## Exercise details
Write out, word for word, the lines of the items below, starting at the line that contains "building in the photo above." and continuing through the last line of the items.

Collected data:
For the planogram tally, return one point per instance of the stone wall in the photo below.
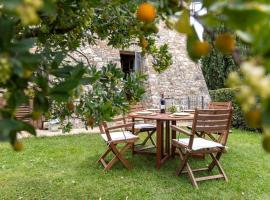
(184, 78)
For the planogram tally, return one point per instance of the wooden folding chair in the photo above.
(113, 139)
(144, 126)
(210, 121)
(215, 105)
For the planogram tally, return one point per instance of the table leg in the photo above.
(162, 139)
(173, 137)
(167, 144)
(133, 131)
(159, 144)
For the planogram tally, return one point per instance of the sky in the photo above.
(197, 25)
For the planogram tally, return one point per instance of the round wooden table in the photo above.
(164, 150)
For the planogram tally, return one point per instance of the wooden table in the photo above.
(164, 149)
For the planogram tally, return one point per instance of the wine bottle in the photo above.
(162, 104)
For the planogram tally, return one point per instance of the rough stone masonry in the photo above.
(181, 83)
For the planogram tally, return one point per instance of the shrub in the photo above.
(229, 94)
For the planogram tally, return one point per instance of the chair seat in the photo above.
(198, 143)
(120, 136)
(144, 126)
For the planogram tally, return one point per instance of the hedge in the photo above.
(228, 94)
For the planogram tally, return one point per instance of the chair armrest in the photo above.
(120, 126)
(119, 119)
(186, 132)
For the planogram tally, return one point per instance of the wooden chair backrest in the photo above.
(137, 107)
(220, 105)
(213, 121)
(103, 127)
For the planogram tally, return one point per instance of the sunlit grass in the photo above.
(65, 168)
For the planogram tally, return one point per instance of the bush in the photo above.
(228, 94)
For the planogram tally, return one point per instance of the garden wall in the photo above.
(184, 78)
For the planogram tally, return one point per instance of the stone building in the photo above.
(182, 84)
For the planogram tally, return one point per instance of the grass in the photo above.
(65, 167)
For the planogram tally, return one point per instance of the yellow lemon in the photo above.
(18, 146)
(70, 106)
(90, 122)
(254, 118)
(143, 42)
(225, 43)
(36, 115)
(146, 12)
(200, 48)
(27, 73)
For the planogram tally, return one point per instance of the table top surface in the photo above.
(162, 116)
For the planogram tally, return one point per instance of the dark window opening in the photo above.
(127, 62)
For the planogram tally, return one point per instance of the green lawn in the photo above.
(65, 168)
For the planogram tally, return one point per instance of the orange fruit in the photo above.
(254, 118)
(18, 146)
(225, 43)
(36, 115)
(70, 106)
(200, 48)
(146, 12)
(266, 142)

## Solved problem
For the planogram tally, return one point per instance of the stone building in the photo above.
(182, 84)
For the planogram tally, return one point per instance of the grass in the photo above.
(65, 167)
For the planogram tally, return one point per instance of the yellow lemon in the photo above.
(18, 146)
(70, 106)
(90, 122)
(254, 118)
(143, 42)
(225, 43)
(36, 115)
(146, 12)
(200, 48)
(27, 73)
For the planogram tally, return one point per instance of the table top surface in the photo above.
(162, 116)
For the planogram tally, return one point per instance of the dark window opening in the photo above.
(127, 62)
For the planogram tally, return one point per instance of the green lawn in the photo above.
(65, 168)
For the planogram tally, return one point per instance of the orange fruit in the photo above.
(254, 118)
(18, 146)
(225, 43)
(36, 115)
(70, 106)
(200, 48)
(146, 12)
(266, 142)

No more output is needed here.